### INSTRUCTIONS FOR THE TASK
In the records below, locate the line containing "Label: crumpled red fuselage", then extract it and all following lines exactly, ending with the last line.
-.-.-
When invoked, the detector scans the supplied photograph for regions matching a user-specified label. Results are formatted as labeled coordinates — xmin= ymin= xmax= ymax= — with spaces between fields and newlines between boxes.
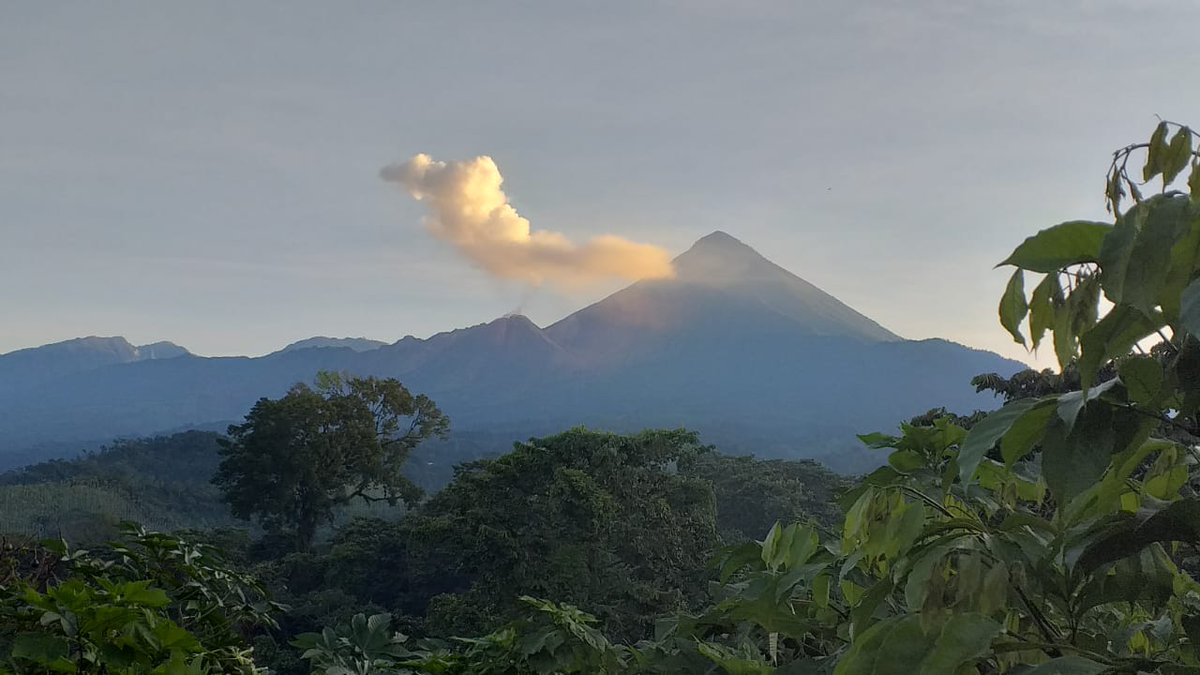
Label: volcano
xmin=0 ymin=232 xmax=1023 ymax=472
xmin=546 ymin=231 xmax=897 ymax=363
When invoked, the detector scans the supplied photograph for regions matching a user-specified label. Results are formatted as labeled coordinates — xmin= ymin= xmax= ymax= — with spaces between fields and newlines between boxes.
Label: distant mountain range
xmin=275 ymin=337 xmax=388 ymax=354
xmin=0 ymin=232 xmax=1025 ymax=472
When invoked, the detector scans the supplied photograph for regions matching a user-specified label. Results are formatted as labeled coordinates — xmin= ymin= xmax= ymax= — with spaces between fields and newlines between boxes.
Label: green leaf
xmin=849 ymin=578 xmax=894 ymax=639
xmin=1076 ymin=497 xmax=1200 ymax=573
xmin=1051 ymin=272 xmax=1101 ymax=370
xmin=858 ymin=432 xmax=900 ymax=449
xmin=1044 ymin=405 xmax=1154 ymax=509
xmin=1056 ymin=377 xmax=1120 ymax=432
xmin=1164 ymin=127 xmax=1194 ymax=185
xmin=717 ymin=541 xmax=764 ymax=583
xmin=1041 ymin=424 xmax=1109 ymax=510
xmin=1099 ymin=201 xmax=1145 ymax=303
xmin=1028 ymin=273 xmax=1062 ymax=352
xmin=1118 ymin=356 xmax=1163 ymax=405
xmin=1052 ymin=295 xmax=1078 ymax=370
xmin=812 ymin=573 xmax=831 ymax=609
xmin=977 ymin=563 xmax=1008 ymax=615
xmin=903 ymin=543 xmax=952 ymax=613
xmin=1106 ymin=167 xmax=1124 ymax=213
xmin=1144 ymin=120 xmax=1170 ymax=182
xmin=999 ymin=399 xmax=1056 ymax=465
xmin=834 ymin=614 xmax=1001 ymax=675
xmin=1185 ymin=613 xmax=1200 ymax=660
xmin=768 ymin=523 xmax=819 ymax=571
xmin=1096 ymin=439 xmax=1176 ymax=512
xmin=1078 ymin=305 xmax=1161 ymax=393
xmin=11 ymin=634 xmax=72 ymax=667
xmin=1020 ymin=655 xmax=1108 ymax=674
xmin=1160 ymin=207 xmax=1200 ymax=321
xmin=1182 ymin=278 xmax=1200 ymax=338
xmin=761 ymin=522 xmax=782 ymax=568
xmin=1120 ymin=196 xmax=1192 ymax=315
xmin=957 ymin=398 xmax=1040 ymax=484
xmin=115 ymin=581 xmax=171 ymax=608
xmin=1190 ymin=160 xmax=1200 ymax=202
xmin=696 ymin=642 xmax=774 ymax=674
xmin=999 ymin=269 xmax=1028 ymax=345
xmin=999 ymin=221 xmax=1111 ymax=273
xmin=888 ymin=449 xmax=925 ymax=473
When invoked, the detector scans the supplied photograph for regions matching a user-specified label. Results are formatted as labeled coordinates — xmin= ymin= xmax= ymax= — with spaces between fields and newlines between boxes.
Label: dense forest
xmin=4 ymin=122 xmax=1200 ymax=673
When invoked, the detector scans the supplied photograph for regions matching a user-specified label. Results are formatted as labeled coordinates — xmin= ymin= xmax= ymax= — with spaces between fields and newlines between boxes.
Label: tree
xmin=403 ymin=428 xmax=719 ymax=641
xmin=213 ymin=372 xmax=447 ymax=550
xmin=684 ymin=453 xmax=849 ymax=542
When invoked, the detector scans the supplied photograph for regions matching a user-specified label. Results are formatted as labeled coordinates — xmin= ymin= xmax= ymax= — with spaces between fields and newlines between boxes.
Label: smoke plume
xmin=380 ymin=154 xmax=675 ymax=285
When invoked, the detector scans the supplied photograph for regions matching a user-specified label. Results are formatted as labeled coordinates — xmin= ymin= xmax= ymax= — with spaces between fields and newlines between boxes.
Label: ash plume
xmin=381 ymin=154 xmax=675 ymax=285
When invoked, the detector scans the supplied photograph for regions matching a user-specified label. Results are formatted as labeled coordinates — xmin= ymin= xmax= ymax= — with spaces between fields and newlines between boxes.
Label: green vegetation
xmin=283 ymin=119 xmax=1200 ymax=672
xmin=0 ymin=525 xmax=277 ymax=674
xmin=214 ymin=373 xmax=448 ymax=551
xmin=690 ymin=453 xmax=849 ymax=541
xmin=406 ymin=428 xmax=718 ymax=641
xmin=0 ymin=432 xmax=234 ymax=541
xmin=6 ymin=122 xmax=1200 ymax=673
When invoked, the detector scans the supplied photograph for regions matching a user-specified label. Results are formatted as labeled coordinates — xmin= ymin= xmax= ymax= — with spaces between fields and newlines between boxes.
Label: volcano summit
xmin=0 ymin=232 xmax=1022 ymax=472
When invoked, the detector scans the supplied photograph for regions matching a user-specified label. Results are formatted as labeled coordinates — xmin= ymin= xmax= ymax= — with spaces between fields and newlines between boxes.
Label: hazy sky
xmin=3 ymin=2 xmax=1198 ymax=367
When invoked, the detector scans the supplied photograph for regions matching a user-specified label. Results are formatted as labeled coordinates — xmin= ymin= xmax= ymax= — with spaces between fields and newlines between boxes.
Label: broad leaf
xmin=1163 ymin=127 xmax=1193 ymax=186
xmin=1077 ymin=305 xmax=1160 ymax=393
xmin=999 ymin=221 xmax=1111 ymax=273
xmin=1043 ymin=404 xmax=1153 ymax=510
xmin=11 ymin=633 xmax=72 ymax=666
xmin=1182 ymin=278 xmax=1200 ymax=338
xmin=1118 ymin=356 xmax=1163 ymax=406
xmin=1118 ymin=195 xmax=1192 ymax=315
xmin=1144 ymin=120 xmax=1170 ymax=182
xmin=1076 ymin=498 xmax=1200 ymax=573
xmin=1056 ymin=377 xmax=1120 ymax=432
xmin=999 ymin=269 xmax=1027 ymax=345
xmin=957 ymin=398 xmax=1040 ymax=484
xmin=999 ymin=399 xmax=1056 ymax=466
xmin=1020 ymin=655 xmax=1108 ymax=674
xmin=1028 ymin=273 xmax=1062 ymax=351
xmin=834 ymin=614 xmax=1000 ymax=675
xmin=858 ymin=432 xmax=900 ymax=449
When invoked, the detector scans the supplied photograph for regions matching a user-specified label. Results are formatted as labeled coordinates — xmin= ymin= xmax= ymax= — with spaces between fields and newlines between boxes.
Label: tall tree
xmin=213 ymin=372 xmax=447 ymax=550
xmin=406 ymin=428 xmax=719 ymax=641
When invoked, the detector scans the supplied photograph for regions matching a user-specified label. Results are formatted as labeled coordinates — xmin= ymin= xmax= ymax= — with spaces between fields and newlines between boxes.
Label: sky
xmin=3 ymin=1 xmax=1199 ymax=367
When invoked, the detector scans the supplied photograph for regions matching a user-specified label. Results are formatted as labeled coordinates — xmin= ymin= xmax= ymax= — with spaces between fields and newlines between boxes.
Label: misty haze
xmin=3 ymin=4 xmax=1200 ymax=674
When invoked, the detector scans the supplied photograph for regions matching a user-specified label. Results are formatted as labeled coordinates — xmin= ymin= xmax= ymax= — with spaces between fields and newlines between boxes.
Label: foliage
xmin=288 ymin=121 xmax=1200 ymax=674
xmin=685 ymin=453 xmax=849 ymax=542
xmin=296 ymin=599 xmax=631 ymax=675
xmin=214 ymin=372 xmax=448 ymax=550
xmin=0 ymin=525 xmax=279 ymax=674
xmin=1 ymin=432 xmax=224 ymax=488
xmin=0 ymin=433 xmax=236 ymax=542
xmin=14 ymin=123 xmax=1200 ymax=674
xmin=403 ymin=428 xmax=719 ymax=642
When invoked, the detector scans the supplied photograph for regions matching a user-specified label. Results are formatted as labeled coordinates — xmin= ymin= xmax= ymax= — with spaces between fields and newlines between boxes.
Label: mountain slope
xmin=545 ymin=231 xmax=897 ymax=363
xmin=0 ymin=232 xmax=1025 ymax=472
xmin=0 ymin=336 xmax=190 ymax=394
xmin=275 ymin=337 xmax=387 ymax=354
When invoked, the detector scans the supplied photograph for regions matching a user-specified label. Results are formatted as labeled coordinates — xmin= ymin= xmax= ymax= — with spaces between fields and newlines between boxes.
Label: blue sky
xmin=3 ymin=1 xmax=1198 ymax=366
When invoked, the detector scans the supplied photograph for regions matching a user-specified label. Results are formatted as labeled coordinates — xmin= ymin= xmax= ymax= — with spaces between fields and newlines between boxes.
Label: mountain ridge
xmin=0 ymin=232 xmax=1025 ymax=472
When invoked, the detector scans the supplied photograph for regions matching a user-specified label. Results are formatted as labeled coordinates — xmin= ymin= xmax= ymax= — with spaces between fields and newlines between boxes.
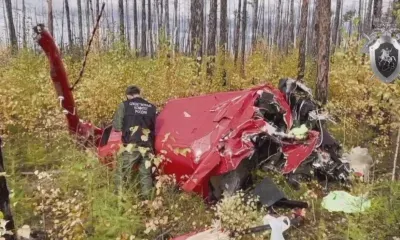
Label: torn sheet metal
xmin=282 ymin=131 xmax=319 ymax=174
xmin=155 ymin=84 xmax=294 ymax=197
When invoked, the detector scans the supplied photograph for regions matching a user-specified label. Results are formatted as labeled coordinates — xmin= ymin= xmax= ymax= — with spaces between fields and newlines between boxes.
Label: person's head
xmin=125 ymin=85 xmax=141 ymax=99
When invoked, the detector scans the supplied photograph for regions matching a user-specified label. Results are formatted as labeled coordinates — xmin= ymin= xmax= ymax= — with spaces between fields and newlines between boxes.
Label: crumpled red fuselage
xmin=155 ymin=84 xmax=319 ymax=198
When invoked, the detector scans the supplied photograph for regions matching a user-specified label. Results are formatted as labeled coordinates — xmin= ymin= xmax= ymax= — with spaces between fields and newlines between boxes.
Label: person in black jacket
xmin=112 ymin=86 xmax=156 ymax=199
xmin=0 ymin=137 xmax=15 ymax=240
-.-.-
### ANSWER SECTION
Label: crumpled red fuselage
xmin=155 ymin=84 xmax=319 ymax=198
When invoked, the detector scans the supplied photograph for regions matching a user-specified label. Results are formatted as labeled coordinates — xmin= ymin= xmax= ymax= — with spaces between fields and newlines between boxes.
Label: person in black jacket
xmin=112 ymin=86 xmax=156 ymax=199
xmin=0 ymin=137 xmax=15 ymax=240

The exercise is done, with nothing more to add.